'''
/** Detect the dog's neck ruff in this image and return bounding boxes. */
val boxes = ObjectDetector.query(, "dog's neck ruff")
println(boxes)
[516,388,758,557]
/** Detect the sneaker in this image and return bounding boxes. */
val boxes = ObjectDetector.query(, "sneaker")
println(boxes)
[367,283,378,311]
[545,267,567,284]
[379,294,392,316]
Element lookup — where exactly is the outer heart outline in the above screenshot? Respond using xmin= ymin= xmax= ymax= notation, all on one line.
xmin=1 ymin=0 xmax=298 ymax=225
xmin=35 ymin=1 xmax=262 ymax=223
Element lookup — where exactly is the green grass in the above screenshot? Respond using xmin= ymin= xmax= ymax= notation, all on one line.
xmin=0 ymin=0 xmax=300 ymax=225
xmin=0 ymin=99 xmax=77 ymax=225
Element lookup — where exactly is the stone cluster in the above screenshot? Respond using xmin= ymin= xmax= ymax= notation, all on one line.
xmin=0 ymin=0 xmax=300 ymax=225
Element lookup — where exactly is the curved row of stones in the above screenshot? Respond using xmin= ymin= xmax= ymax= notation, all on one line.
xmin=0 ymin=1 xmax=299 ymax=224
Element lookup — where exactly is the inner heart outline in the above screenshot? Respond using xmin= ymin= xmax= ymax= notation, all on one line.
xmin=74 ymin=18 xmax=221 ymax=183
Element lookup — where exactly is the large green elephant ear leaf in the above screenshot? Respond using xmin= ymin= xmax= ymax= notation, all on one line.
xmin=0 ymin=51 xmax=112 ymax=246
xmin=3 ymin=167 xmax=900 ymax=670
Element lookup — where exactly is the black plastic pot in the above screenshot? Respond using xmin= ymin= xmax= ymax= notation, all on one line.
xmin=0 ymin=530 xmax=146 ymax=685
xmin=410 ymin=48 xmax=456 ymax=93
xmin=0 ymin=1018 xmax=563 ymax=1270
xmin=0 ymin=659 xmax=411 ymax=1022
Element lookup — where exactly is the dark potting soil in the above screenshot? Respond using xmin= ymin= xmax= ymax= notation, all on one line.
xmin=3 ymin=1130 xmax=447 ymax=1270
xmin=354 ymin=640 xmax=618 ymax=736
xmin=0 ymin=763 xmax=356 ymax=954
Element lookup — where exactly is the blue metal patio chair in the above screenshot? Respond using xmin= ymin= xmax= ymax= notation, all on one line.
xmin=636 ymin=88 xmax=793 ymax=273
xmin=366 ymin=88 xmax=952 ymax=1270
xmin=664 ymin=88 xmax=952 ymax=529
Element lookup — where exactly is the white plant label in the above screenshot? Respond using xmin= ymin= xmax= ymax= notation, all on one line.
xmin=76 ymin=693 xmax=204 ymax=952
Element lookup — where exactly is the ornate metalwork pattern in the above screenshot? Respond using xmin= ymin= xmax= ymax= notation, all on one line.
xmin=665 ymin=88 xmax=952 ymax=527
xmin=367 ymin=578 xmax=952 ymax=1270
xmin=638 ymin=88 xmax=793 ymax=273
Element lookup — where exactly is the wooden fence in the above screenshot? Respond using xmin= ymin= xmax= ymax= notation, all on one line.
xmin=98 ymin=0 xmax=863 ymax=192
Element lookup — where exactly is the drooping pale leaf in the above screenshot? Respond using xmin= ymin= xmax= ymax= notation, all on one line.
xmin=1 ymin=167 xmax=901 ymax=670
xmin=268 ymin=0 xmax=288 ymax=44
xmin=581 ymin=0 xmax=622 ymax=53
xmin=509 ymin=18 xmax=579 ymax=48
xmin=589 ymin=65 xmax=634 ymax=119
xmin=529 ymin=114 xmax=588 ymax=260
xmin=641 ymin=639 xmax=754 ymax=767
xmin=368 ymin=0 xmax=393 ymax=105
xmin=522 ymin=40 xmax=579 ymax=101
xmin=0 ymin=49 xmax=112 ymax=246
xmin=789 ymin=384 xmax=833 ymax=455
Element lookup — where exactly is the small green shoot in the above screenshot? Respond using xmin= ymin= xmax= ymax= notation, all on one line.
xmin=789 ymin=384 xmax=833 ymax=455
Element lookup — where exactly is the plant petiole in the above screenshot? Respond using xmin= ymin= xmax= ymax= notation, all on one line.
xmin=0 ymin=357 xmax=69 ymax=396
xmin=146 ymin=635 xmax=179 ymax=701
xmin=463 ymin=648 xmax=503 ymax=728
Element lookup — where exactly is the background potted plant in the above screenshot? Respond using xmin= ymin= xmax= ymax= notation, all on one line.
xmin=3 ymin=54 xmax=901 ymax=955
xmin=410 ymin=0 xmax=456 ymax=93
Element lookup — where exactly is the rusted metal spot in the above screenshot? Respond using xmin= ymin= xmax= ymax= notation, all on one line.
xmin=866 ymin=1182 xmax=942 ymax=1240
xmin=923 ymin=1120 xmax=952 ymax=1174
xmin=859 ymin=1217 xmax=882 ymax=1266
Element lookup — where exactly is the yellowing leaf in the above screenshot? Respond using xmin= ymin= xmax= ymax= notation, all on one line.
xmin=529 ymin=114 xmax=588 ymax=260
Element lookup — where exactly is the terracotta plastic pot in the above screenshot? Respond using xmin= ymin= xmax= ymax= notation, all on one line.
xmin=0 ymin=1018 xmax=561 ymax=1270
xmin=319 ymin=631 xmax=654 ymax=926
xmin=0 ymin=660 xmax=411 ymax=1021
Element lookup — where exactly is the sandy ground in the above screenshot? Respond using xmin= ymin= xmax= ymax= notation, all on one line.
'''
THE PROBLEM:
Please rewrite the stretch from "Element lookup — where exactly is the stone" through "xmin=0 ymin=763 xmax=356 ymax=954", replacing "Respond" with "Reply" and leaving everything else unchanged. Give only these lines.

WRITTEN ANSWER:
Element lookup — where exactly is the stone cluster in the above screenshot? Reply using xmin= ymin= xmax= ymax= notation, all on one line.
xmin=0 ymin=0 xmax=300 ymax=225
Element lookup — where exactly is the curved row of stones in the above screenshot? Reply using xmin= ymin= xmax= ymax= notation, all on one line.
xmin=0 ymin=1 xmax=299 ymax=224
Element lookup — where exactly is the inner heart outline in the above screenshot? Reply using xmin= ymin= xmax= ymax= notation, all on one line.
xmin=74 ymin=18 xmax=221 ymax=183
Element lookup — where exactly is the large green elephant ear leaf in the above screenshot? Reply using xmin= ymin= xmax= ymax= notation, all on one line.
xmin=0 ymin=51 xmax=112 ymax=246
xmin=3 ymin=167 xmax=900 ymax=670
Element lookup — where exactly is the black plastic pot in the above screenshot? Reply using xmin= ymin= xmax= ymax= notation, all on one line.
xmin=0 ymin=530 xmax=146 ymax=685
xmin=410 ymin=48 xmax=456 ymax=93
xmin=0 ymin=1018 xmax=563 ymax=1270
xmin=0 ymin=659 xmax=411 ymax=1022
Element lookup — where exactly is the dark potting soil in the above screenshot? Reply using xmin= ymin= xmax= ymax= notation, all on one line.
xmin=3 ymin=1130 xmax=447 ymax=1270
xmin=354 ymin=640 xmax=618 ymax=736
xmin=0 ymin=763 xmax=356 ymax=954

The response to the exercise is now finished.